● **WHAT TO WORK ON**
Starting at the line that contains "Hi there — would you mind finding the water" and ending at the last line of the items below, arrange those lines as a numbered list, omitting any blank lines.

--- Start ---

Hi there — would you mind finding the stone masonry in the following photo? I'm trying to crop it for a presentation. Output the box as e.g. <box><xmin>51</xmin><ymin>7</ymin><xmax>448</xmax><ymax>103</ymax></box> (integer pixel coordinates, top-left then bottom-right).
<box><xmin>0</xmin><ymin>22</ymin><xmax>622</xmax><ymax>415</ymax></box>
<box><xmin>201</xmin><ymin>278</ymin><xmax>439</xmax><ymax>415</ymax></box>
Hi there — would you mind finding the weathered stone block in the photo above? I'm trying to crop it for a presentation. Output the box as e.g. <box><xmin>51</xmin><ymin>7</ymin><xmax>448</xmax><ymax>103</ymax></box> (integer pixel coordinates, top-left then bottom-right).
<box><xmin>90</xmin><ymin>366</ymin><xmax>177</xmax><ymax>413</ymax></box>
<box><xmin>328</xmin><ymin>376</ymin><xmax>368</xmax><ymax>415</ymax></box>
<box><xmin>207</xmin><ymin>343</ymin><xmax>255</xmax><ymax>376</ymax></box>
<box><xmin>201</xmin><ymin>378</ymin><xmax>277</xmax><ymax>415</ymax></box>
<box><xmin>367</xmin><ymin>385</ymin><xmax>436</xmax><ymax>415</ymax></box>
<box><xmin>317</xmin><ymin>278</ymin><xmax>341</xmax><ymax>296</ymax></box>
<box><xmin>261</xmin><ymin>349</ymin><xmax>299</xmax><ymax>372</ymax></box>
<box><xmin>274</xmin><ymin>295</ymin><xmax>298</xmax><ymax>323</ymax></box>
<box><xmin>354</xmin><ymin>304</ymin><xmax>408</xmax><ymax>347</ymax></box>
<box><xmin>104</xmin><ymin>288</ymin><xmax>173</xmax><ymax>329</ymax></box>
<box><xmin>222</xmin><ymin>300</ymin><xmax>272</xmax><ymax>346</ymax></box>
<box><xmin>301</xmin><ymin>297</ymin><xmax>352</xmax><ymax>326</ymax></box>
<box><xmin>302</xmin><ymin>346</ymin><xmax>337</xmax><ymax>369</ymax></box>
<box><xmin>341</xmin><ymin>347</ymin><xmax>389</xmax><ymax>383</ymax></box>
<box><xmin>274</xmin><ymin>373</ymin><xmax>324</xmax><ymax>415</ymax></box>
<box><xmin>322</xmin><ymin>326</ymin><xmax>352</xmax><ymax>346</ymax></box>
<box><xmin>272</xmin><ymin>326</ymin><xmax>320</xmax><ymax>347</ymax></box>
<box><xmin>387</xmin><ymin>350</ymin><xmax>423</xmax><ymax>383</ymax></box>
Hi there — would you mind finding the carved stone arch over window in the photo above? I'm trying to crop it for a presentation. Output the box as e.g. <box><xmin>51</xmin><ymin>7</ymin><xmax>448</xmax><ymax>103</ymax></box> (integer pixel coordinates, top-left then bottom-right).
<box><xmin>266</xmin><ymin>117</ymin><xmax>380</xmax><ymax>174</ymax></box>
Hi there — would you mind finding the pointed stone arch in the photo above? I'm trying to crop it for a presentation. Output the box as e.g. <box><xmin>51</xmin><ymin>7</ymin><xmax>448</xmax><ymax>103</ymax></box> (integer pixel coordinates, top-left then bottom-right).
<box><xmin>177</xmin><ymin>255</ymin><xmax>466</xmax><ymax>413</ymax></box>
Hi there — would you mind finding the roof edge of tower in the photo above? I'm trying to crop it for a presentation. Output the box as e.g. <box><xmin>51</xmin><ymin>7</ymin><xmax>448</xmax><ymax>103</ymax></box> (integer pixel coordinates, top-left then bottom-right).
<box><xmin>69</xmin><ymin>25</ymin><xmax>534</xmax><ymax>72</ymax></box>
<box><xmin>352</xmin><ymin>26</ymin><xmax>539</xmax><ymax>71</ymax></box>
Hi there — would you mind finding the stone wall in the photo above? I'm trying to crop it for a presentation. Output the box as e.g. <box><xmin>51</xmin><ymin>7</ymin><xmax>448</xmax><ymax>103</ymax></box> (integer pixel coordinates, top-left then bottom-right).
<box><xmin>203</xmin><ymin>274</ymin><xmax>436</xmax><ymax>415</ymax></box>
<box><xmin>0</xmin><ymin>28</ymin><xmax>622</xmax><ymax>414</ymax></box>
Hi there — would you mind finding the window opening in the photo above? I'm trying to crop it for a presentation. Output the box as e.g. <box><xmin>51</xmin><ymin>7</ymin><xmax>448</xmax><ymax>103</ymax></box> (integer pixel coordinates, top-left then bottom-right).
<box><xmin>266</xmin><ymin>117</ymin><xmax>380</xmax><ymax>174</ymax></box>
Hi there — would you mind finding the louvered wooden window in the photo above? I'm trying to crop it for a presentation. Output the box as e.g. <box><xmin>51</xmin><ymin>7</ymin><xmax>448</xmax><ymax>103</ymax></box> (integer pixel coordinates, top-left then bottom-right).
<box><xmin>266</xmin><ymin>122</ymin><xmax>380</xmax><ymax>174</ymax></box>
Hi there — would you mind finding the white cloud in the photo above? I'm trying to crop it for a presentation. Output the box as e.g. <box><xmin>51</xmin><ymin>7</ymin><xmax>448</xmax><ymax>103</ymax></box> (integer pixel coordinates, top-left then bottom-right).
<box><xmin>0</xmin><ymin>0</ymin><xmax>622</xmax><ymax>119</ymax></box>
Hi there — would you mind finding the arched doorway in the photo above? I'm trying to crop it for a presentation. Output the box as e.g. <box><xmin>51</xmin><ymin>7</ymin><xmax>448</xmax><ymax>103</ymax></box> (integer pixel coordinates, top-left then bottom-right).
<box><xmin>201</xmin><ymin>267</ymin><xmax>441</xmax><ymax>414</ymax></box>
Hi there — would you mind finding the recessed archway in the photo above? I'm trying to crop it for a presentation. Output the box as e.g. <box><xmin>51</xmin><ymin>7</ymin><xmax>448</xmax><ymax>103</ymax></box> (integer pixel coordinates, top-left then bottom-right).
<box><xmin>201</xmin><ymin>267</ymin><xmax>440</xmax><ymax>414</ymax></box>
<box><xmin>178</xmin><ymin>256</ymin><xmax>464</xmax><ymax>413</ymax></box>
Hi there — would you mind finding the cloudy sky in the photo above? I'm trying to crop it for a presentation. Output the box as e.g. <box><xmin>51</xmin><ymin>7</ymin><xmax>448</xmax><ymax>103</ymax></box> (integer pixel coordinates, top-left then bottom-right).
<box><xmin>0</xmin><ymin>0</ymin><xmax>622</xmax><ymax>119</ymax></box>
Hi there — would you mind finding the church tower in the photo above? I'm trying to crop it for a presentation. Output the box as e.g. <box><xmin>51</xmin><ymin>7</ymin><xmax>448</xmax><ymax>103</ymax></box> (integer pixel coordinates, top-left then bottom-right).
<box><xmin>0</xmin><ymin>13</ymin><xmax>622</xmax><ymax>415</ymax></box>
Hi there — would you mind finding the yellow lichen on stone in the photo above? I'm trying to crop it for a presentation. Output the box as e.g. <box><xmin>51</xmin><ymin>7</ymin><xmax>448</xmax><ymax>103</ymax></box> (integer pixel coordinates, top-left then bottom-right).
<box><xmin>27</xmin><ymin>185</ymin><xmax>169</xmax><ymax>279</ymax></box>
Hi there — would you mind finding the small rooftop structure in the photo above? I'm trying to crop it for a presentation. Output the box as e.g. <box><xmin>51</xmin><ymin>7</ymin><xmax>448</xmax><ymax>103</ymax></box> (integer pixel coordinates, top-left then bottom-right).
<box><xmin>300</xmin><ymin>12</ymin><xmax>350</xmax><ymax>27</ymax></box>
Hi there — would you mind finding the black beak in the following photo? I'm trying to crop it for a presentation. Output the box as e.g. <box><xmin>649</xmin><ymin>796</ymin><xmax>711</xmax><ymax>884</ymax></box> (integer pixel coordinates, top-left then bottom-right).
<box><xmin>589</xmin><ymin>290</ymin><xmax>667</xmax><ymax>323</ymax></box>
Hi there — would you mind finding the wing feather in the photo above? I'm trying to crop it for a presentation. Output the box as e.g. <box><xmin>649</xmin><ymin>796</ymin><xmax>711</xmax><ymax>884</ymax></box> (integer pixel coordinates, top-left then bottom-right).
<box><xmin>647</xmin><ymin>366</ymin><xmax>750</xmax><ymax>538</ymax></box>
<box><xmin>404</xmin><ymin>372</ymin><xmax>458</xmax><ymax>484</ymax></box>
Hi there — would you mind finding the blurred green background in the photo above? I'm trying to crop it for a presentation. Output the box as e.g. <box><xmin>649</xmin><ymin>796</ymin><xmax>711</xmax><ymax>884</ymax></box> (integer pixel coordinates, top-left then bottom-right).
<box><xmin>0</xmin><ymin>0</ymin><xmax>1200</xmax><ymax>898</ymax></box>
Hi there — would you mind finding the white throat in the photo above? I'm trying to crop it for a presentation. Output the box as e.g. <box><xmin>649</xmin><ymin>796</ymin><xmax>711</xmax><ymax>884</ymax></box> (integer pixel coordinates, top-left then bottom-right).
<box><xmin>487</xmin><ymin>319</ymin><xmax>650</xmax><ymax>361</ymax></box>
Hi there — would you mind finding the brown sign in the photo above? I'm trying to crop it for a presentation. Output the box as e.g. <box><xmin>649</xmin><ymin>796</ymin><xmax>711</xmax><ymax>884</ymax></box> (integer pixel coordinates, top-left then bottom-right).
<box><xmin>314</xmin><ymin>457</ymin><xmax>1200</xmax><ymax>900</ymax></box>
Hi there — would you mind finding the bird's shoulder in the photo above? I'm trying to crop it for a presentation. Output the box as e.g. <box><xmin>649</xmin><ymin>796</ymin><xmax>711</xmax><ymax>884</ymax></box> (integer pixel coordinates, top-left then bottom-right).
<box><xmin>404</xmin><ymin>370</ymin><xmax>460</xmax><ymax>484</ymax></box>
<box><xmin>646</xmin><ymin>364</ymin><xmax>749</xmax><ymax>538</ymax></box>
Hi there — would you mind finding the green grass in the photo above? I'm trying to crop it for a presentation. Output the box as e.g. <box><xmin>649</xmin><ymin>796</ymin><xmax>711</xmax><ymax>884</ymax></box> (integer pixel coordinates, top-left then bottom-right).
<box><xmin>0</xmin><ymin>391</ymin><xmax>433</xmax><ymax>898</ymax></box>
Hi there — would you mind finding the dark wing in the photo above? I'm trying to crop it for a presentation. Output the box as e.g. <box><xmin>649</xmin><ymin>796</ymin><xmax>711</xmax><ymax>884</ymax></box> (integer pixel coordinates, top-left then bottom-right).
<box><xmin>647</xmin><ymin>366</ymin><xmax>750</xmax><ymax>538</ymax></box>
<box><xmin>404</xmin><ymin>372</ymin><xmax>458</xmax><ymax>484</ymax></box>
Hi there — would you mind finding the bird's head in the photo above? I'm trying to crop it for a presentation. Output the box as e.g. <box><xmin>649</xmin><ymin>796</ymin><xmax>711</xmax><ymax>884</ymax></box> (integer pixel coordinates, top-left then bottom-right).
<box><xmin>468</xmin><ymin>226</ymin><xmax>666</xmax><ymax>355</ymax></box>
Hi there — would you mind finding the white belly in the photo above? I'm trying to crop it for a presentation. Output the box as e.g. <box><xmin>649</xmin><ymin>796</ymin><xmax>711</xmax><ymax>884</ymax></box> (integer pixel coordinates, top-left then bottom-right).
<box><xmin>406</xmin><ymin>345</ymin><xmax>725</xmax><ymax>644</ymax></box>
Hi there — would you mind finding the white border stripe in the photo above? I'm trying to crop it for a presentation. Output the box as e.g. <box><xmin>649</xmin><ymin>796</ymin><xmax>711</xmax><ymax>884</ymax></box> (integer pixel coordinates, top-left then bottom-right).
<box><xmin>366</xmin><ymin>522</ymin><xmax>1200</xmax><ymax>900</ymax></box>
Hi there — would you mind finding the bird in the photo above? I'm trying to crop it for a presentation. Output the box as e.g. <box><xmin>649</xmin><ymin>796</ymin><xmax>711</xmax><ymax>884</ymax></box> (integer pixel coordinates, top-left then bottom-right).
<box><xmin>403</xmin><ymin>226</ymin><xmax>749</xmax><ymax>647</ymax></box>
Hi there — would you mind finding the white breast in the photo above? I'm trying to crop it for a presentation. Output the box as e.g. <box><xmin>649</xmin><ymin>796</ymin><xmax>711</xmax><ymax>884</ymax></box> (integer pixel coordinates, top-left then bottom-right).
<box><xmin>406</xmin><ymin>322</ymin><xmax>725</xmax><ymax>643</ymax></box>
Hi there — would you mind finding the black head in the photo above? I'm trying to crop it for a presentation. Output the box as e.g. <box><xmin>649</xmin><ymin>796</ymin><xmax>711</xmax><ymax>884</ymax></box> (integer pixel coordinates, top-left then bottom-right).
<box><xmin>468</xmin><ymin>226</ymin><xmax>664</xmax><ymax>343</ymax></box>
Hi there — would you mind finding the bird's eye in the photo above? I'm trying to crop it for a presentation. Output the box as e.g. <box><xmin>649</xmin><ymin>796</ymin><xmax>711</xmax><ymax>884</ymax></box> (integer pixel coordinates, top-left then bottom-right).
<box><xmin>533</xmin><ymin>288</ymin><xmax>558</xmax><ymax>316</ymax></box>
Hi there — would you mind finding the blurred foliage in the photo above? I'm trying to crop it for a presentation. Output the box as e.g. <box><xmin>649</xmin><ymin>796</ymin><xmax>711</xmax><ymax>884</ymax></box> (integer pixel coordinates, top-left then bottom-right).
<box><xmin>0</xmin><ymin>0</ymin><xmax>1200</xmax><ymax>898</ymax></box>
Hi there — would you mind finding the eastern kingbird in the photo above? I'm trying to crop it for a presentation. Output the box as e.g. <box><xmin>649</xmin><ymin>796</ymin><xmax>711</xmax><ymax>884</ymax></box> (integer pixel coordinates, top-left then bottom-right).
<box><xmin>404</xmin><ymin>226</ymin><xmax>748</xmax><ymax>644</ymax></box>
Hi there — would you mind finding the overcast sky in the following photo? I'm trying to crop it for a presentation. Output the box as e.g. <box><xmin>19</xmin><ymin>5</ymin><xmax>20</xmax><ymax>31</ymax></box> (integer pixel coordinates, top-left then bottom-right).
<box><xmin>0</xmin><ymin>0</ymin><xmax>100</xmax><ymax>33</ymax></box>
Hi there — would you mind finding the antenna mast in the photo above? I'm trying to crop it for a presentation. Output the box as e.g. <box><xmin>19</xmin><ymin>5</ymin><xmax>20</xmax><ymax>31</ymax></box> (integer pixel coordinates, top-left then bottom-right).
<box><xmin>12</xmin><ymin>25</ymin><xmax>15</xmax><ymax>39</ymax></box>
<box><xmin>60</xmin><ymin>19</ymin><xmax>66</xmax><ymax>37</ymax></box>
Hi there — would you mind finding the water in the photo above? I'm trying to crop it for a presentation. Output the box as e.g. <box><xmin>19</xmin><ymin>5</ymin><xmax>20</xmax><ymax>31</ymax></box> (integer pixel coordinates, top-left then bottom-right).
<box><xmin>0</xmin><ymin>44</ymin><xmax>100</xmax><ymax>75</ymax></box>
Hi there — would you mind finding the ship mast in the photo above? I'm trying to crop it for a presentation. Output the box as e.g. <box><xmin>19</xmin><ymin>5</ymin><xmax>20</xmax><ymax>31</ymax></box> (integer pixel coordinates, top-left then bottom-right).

--- End ---

● **THE COMPLETED TASK**
1. Hi there — would you mind finding the water in the photo above? I'm trying to crop it for a presentation. Output the box as e.g. <box><xmin>19</xmin><ymin>5</ymin><xmax>20</xmax><ymax>31</ymax></box> (integer pixel coordinates, top-left then bottom-right).
2. <box><xmin>0</xmin><ymin>44</ymin><xmax>100</xmax><ymax>75</ymax></box>
3. Hi there — would you mind finding the ship mast in the photo above? I'm trying to crop it for a presentation. Output the box as e.g. <box><xmin>19</xmin><ymin>5</ymin><xmax>20</xmax><ymax>31</ymax></box> (integer pixel coordinates, top-left then bottom-right).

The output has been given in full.